┌─ Data shown

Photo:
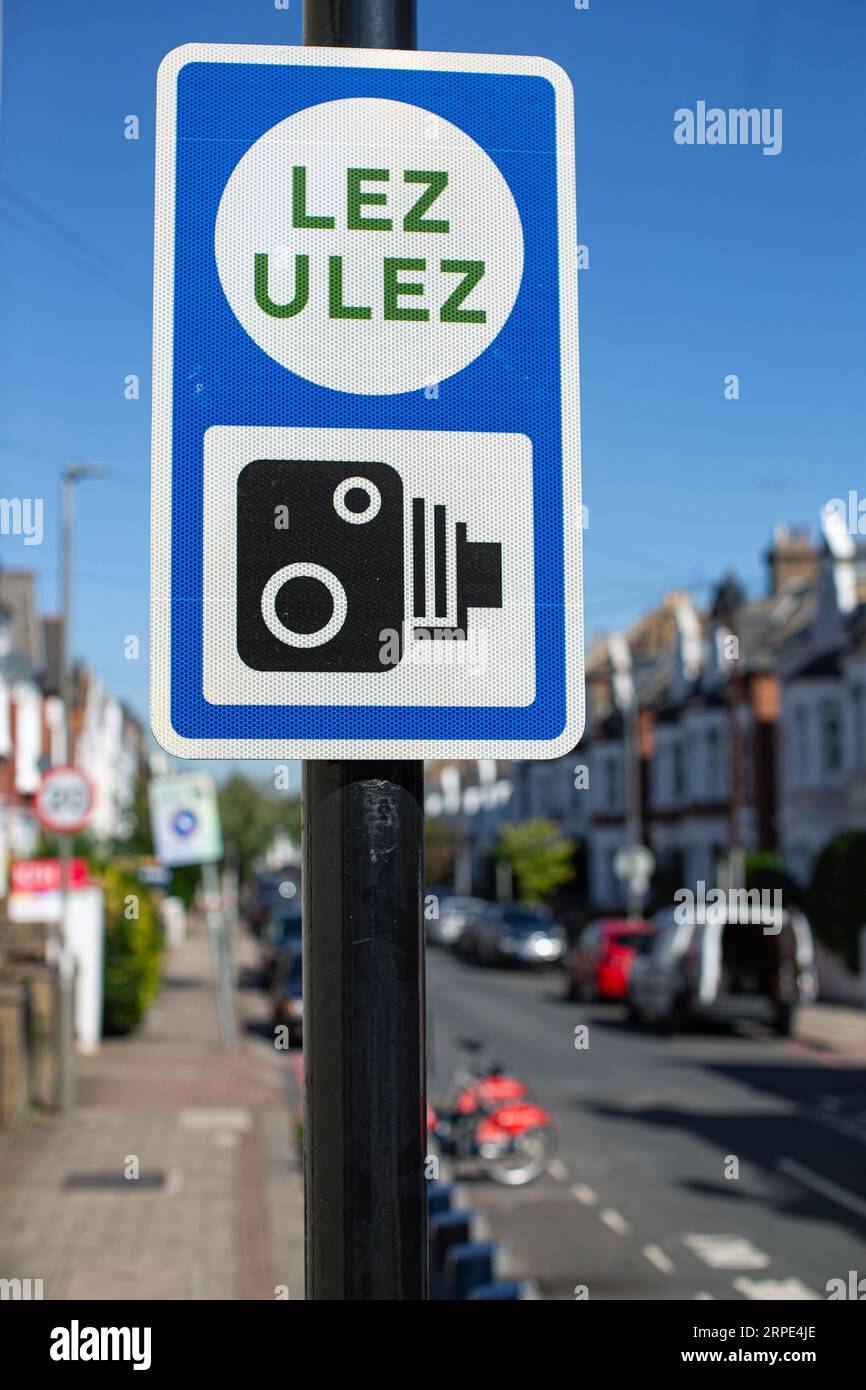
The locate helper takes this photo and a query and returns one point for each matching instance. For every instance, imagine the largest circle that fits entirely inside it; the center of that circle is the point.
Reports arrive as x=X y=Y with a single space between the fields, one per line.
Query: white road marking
x=584 y=1194
x=727 y=1251
x=822 y=1184
x=615 y=1222
x=656 y=1257
x=772 y=1290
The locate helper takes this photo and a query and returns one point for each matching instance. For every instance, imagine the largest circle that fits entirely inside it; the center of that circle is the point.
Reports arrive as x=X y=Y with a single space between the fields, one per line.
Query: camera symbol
x=321 y=567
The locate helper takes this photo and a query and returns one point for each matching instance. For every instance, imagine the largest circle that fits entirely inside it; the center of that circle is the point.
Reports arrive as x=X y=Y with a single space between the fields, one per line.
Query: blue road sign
x=366 y=460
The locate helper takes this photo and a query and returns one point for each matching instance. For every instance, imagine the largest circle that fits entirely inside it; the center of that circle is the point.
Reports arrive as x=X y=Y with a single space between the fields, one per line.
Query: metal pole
x=220 y=955
x=631 y=752
x=364 y=1094
x=66 y=1030
x=363 y=955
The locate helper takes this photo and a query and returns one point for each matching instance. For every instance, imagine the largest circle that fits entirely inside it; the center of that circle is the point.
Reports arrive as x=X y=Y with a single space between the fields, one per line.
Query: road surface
x=638 y=1204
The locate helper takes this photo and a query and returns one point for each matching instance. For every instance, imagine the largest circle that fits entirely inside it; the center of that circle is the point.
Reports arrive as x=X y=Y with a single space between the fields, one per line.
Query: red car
x=599 y=963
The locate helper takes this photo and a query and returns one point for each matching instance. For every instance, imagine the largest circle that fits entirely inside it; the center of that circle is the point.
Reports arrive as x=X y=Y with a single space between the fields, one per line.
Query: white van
x=724 y=965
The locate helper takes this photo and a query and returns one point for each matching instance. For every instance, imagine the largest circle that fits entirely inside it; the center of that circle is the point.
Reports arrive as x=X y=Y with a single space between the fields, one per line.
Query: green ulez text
x=401 y=274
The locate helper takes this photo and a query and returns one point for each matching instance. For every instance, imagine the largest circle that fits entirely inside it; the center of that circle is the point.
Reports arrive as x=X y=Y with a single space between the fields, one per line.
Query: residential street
x=638 y=1205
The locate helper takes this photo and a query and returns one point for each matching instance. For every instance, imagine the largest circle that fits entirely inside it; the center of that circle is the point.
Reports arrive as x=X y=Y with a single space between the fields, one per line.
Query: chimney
x=791 y=556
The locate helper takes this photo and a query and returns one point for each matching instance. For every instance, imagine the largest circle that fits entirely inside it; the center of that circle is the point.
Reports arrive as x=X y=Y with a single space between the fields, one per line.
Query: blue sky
x=702 y=262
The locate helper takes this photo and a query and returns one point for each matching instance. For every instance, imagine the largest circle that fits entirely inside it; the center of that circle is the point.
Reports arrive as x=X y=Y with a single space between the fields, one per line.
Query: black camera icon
x=321 y=567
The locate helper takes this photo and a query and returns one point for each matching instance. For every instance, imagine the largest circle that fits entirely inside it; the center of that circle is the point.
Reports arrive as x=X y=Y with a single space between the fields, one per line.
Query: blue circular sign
x=184 y=823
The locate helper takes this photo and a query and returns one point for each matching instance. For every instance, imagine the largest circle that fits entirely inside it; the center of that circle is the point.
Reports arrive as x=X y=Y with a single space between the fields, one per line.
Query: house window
x=613 y=783
x=831 y=737
x=713 y=763
x=679 y=772
x=859 y=726
x=799 y=751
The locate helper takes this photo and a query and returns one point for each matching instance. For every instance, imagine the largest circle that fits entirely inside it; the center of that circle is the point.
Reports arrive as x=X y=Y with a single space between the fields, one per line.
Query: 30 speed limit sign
x=64 y=799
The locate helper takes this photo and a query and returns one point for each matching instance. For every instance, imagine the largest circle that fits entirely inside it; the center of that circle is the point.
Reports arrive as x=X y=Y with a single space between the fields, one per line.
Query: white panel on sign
x=366 y=462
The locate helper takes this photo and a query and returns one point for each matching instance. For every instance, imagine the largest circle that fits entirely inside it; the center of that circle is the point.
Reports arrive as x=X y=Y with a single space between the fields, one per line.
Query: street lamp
x=72 y=473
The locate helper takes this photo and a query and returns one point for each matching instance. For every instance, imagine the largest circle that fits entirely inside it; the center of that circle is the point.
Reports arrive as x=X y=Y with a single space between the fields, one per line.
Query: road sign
x=64 y=799
x=366 y=495
x=45 y=875
x=634 y=863
x=185 y=819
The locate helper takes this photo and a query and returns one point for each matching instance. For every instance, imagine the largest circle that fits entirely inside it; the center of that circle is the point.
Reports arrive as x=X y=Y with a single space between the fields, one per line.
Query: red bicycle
x=491 y=1118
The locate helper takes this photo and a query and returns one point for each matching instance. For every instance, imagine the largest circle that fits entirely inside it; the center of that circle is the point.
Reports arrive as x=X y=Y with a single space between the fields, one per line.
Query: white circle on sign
x=64 y=799
x=292 y=287
x=374 y=501
x=303 y=571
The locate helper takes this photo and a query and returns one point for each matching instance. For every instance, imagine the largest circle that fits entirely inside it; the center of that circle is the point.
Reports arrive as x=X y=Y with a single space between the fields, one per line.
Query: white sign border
x=163 y=363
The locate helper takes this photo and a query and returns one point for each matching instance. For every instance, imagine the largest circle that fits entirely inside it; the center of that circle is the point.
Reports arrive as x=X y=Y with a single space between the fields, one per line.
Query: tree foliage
x=541 y=858
x=838 y=894
x=134 y=950
x=253 y=815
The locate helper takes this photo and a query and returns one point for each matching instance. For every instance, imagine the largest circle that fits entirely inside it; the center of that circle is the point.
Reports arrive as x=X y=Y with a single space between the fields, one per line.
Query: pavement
x=726 y=1165
x=216 y=1211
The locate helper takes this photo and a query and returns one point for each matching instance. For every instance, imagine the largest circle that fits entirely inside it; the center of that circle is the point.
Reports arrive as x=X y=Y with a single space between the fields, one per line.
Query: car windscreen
x=527 y=922
x=633 y=940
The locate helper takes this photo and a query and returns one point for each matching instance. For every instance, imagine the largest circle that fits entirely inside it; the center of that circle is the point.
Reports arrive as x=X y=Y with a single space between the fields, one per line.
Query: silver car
x=455 y=915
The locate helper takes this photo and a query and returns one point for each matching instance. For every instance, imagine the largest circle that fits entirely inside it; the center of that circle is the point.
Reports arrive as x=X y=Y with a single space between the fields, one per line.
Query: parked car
x=733 y=966
x=288 y=997
x=517 y=936
x=453 y=918
x=599 y=965
x=280 y=936
x=268 y=897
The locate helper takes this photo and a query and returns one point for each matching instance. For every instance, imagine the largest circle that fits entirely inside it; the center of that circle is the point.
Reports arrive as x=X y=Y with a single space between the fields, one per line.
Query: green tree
x=765 y=870
x=134 y=950
x=253 y=815
x=541 y=858
x=837 y=894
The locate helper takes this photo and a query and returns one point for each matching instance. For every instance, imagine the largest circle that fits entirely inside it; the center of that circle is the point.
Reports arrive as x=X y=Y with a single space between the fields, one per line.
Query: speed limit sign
x=64 y=799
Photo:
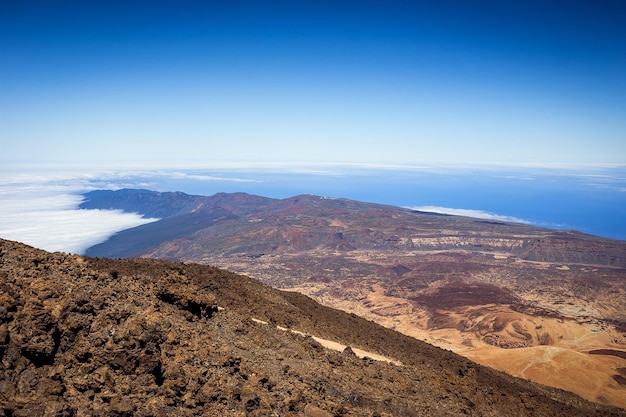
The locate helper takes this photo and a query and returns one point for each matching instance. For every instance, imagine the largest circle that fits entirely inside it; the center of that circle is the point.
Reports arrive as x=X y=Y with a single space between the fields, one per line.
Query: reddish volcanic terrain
x=541 y=304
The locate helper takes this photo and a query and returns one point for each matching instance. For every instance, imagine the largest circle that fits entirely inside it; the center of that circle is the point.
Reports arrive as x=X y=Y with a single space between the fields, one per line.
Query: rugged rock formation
x=97 y=337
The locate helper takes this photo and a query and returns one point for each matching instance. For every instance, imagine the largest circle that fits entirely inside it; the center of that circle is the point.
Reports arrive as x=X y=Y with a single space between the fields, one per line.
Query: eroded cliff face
x=82 y=337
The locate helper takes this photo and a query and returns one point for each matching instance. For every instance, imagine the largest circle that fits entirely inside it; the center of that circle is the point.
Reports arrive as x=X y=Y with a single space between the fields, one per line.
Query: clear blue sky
x=313 y=81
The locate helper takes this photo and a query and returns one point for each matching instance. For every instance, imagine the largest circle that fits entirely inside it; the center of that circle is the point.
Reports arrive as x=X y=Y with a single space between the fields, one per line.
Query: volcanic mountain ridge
x=86 y=336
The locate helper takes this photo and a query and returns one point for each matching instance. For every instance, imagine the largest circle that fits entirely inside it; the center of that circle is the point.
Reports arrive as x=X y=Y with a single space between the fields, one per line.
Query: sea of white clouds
x=49 y=218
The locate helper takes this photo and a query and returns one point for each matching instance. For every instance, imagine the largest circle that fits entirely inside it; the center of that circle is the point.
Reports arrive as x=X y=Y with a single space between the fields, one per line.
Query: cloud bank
x=53 y=222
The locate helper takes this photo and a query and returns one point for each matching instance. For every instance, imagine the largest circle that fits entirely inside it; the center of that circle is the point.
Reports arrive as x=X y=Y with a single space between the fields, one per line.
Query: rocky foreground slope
x=546 y=305
x=87 y=336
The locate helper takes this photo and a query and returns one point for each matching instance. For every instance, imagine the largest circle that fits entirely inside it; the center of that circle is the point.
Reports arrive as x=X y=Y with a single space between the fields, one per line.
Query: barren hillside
x=83 y=336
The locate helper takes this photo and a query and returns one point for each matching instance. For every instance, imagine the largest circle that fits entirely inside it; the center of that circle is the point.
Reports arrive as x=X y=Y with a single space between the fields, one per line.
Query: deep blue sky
x=165 y=83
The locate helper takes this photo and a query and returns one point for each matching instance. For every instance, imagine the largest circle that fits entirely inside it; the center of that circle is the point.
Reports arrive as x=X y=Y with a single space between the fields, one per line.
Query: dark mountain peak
x=94 y=336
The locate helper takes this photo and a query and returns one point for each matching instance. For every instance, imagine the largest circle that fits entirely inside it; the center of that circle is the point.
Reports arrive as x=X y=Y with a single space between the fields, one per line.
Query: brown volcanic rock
x=97 y=337
x=481 y=288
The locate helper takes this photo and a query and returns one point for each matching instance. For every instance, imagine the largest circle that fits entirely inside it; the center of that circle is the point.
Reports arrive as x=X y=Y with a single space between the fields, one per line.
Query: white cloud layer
x=478 y=214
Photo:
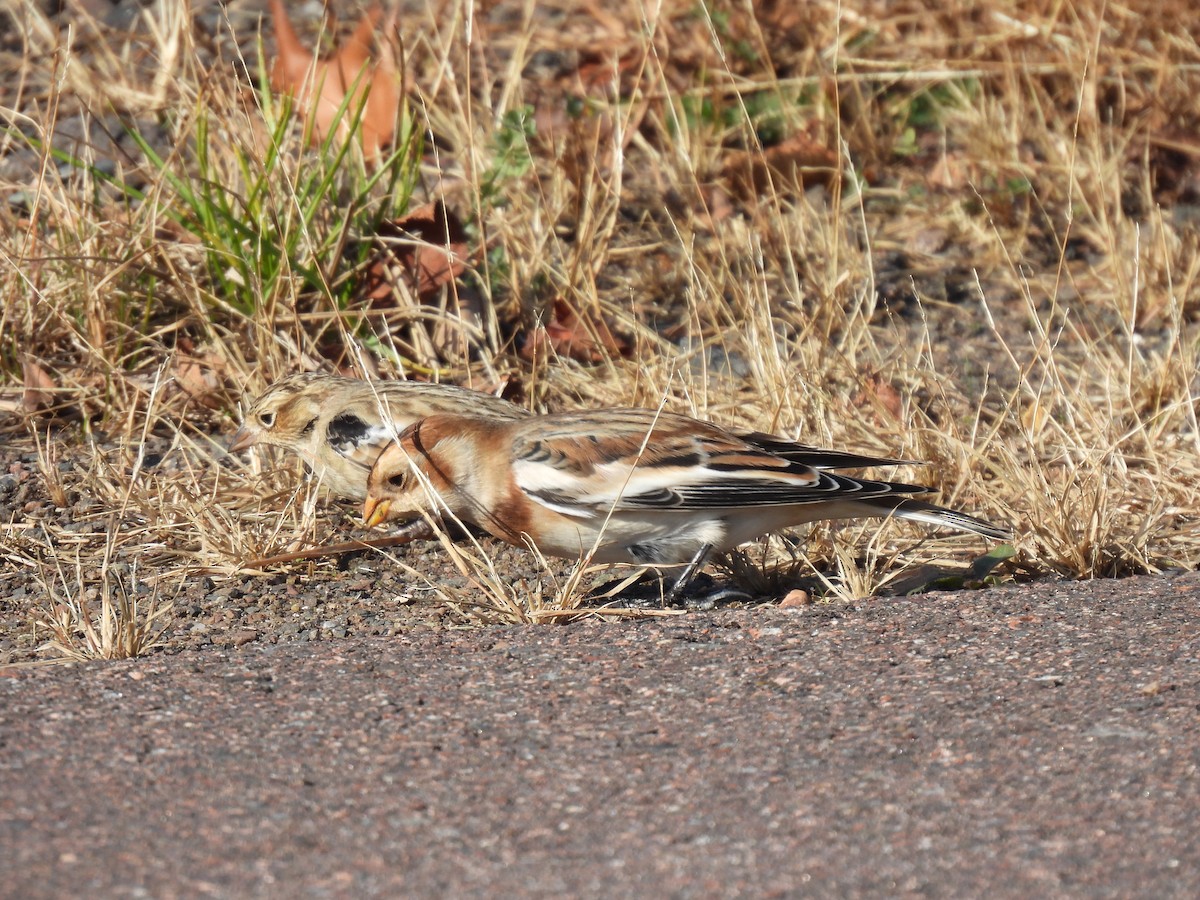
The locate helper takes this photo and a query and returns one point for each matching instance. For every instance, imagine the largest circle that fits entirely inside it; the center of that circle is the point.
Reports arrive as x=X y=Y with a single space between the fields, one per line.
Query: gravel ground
x=1037 y=741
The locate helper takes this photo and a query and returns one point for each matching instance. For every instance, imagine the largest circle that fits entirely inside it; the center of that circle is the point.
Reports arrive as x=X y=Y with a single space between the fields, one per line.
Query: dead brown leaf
x=787 y=168
x=880 y=397
x=430 y=247
x=348 y=71
x=579 y=336
x=40 y=387
x=202 y=377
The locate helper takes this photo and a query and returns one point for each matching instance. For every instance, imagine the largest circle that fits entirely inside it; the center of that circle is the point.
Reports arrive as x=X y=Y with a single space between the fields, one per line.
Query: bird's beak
x=375 y=513
x=243 y=438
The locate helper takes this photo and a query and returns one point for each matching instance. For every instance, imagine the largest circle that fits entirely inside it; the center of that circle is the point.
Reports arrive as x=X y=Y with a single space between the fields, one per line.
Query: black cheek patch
x=347 y=430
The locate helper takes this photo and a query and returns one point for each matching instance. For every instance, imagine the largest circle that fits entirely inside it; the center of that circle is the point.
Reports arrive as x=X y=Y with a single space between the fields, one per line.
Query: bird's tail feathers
x=931 y=514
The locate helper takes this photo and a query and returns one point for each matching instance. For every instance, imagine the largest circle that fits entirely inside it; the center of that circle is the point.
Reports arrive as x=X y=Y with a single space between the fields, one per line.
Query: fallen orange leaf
x=586 y=339
x=348 y=71
x=787 y=167
x=40 y=388
x=430 y=245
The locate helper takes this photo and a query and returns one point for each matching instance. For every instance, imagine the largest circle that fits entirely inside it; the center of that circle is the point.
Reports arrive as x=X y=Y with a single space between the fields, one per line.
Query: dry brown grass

└─

Exercise directions: Count the lines in the listing above that contain the word "green", matching case exactly. Reply with the number only.

Exercise result: 2